P
US11291094B2ActiveUtilityPatentIndex 50

LED driving circuit

Assignee: SIGNIFY HOLDING BVPriority: Aug 17, 2018Filed: Aug 12, 2019Granted: Mar 29, 2022
Est. expiryAug 17, 2038(~12.1 yrs left)· nominal 20-yr term from priority
Inventors:SHI LIANGFU JIEWANG KELVIN
H05B 47/183H05B 45/24H05B 45/20H05B 45/36H05B 45/325H05B 45/395
50
PatentIndex Score
0
Cited by
12
References
13
Claims

Abstract

A LED driving circuit ( 20 ) is for driving at least two LED segments ( 22, 24 ) of different color or color temperature, using an input current which has a current ripple amplitude. The LED driving circuit ( 20 ) comprises an input to receive the input current; an output to connect to the at least two LED segments ( 22, 24 ); and a current distributing circuit which provides the input current to a single one of the two LED segments when the current is at a peak portion, wherein the current distributing circuit is adapted, when providing the input current to a single one of the two LED segments during the peak portion, to provide the input current to the single one of the two LED segments alternately, and splits the input current into two non-zero currents for different LED segments when the current is in a trough. When all current is provided to one LED segment, the light conversion efficiency is lower than when two segments are driven with lower current. This means the effect which the current ripple has on the light output is reduced. The driving circuit effectively compensates for the current ripple by adjusting the light conversion efficiency so that a flatter light output characteristic is obtained.

Claims

exact text as granted — not AI-modified
The invention claimed is: 
     
       1. A LED driving circuit for driving at least two LED segments of different color or color temperature, wherein the driving circuit is adapted to receive an input current with a ripple in amplitude, the input current having a peak portion with a first amplitude above a boundary amplitude in the input current and a valley portion with a second amplitude less than the boundary amplitude,
 wherein the LED driving circuit comprises 
 an input to receive the input current; 
 an output to connect to the at least two LED segments; and 
 a current distributing circuit which is adapted to: 
 provide all of the input current to one and the other one of the two LED segments alternately, during the peak portion, wherein each one LED segment is with in a first current-to-light conversion efficiency at the peak portion; and 
 split the input current into two non-zero currents and provide the two non-zero currents to respective and different LED segments simultaneously during the valley portion while each LED segment, when receiving the split input current, is with a second current-to-light conversion efficiency higher than the first current-to-light conversion efficiency. 
 
     
     
       2. A LED driving circuit as claimed in  claim 1 , wherein the current distributing circuit is adapted, when providing the input current to the one and the other one of the two LED segments alternately, during the peak portion, to control an alternation time ratio thereby to control an overall output color or color temperature.

● **INFORMATION GIVEN**:
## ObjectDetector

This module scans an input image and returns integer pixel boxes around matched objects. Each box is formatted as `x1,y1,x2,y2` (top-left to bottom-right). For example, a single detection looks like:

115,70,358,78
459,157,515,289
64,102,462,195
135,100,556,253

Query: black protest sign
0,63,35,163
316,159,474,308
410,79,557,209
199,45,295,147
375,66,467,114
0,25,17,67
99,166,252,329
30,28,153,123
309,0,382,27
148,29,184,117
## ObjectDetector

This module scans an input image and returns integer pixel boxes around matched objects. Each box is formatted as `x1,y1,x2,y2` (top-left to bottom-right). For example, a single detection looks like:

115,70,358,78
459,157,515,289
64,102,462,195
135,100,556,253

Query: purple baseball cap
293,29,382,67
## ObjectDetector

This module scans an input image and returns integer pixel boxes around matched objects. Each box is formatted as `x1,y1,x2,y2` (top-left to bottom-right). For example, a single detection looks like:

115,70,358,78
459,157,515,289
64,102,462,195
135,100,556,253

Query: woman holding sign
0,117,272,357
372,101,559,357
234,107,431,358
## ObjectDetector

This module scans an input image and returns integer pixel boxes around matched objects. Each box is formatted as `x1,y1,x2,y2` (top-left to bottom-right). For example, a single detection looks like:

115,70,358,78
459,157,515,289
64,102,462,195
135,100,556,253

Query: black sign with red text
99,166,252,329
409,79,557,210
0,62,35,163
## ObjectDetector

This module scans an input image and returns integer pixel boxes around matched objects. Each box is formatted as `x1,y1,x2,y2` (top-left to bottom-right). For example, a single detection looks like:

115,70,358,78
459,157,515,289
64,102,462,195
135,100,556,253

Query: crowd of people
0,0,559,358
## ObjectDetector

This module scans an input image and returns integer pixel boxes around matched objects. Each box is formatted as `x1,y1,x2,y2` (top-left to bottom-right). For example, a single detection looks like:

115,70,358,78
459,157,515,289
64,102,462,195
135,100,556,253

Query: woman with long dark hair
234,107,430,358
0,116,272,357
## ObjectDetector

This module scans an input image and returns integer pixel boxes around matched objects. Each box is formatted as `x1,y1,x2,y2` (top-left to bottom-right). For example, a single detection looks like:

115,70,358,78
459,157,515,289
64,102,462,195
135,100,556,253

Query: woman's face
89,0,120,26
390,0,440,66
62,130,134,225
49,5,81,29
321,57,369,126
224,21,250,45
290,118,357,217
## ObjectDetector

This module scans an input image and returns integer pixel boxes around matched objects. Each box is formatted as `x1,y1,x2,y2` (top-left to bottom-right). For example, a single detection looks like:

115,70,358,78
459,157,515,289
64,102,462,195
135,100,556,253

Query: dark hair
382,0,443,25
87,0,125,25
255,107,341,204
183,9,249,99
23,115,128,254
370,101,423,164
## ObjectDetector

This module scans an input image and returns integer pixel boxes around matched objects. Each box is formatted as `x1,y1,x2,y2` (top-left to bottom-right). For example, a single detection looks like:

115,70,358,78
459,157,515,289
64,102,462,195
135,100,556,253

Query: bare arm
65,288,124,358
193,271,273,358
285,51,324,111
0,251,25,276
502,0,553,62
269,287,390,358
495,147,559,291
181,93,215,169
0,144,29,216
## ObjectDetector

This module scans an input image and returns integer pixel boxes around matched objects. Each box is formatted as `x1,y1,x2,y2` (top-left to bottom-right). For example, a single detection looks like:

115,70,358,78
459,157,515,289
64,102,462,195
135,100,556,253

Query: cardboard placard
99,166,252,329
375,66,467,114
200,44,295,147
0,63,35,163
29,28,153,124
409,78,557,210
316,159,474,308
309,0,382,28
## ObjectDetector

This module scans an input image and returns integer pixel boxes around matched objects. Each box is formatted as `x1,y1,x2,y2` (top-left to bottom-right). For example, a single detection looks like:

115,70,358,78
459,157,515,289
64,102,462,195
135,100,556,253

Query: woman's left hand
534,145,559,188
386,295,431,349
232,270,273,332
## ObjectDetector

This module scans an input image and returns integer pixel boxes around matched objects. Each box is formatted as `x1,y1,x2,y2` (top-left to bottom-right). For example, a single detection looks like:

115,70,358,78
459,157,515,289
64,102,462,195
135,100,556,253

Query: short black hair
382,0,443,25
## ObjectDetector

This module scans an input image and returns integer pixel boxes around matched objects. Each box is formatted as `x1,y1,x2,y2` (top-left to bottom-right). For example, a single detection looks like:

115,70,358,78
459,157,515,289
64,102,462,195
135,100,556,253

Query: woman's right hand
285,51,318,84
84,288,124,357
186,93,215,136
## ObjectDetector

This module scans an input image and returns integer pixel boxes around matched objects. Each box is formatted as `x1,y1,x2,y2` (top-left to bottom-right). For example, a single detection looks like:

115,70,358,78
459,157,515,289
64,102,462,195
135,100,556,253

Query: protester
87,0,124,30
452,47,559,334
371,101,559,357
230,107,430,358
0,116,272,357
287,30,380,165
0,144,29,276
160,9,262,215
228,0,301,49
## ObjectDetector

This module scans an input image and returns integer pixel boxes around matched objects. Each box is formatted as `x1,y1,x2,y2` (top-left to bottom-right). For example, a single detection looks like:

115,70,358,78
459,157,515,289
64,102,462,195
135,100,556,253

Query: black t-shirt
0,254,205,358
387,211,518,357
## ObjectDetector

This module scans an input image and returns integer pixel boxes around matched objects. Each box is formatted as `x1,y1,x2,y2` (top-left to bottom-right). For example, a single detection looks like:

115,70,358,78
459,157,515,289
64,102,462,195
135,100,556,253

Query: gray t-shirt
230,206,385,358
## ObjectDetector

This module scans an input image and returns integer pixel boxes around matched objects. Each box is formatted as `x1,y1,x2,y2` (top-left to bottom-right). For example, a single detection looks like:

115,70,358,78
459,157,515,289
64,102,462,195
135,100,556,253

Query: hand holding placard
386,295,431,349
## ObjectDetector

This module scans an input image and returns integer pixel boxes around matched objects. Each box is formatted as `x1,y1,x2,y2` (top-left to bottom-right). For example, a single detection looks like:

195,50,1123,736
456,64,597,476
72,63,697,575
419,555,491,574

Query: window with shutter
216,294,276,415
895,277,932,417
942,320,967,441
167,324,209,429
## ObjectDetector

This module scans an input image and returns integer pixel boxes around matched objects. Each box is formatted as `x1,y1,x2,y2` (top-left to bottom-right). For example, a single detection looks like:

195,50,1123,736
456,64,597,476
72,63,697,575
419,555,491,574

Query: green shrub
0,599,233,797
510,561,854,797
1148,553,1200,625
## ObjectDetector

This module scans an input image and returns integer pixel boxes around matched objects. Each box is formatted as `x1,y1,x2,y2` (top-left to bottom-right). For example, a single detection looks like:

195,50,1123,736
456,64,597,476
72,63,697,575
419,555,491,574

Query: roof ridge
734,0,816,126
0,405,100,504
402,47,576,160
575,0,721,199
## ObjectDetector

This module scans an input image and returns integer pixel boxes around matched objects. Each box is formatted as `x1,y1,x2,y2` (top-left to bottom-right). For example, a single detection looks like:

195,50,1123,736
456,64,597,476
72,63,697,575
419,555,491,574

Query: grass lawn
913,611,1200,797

● **GIVEN EXERCISE**: List every component that claim 1 of the patent page says the LED driving circuit comprises. You will not need the data.

● **FINAL RESULT**:
- An input to receive the input current
- An output to connect to the at least two LED segments
- A current distributing circuit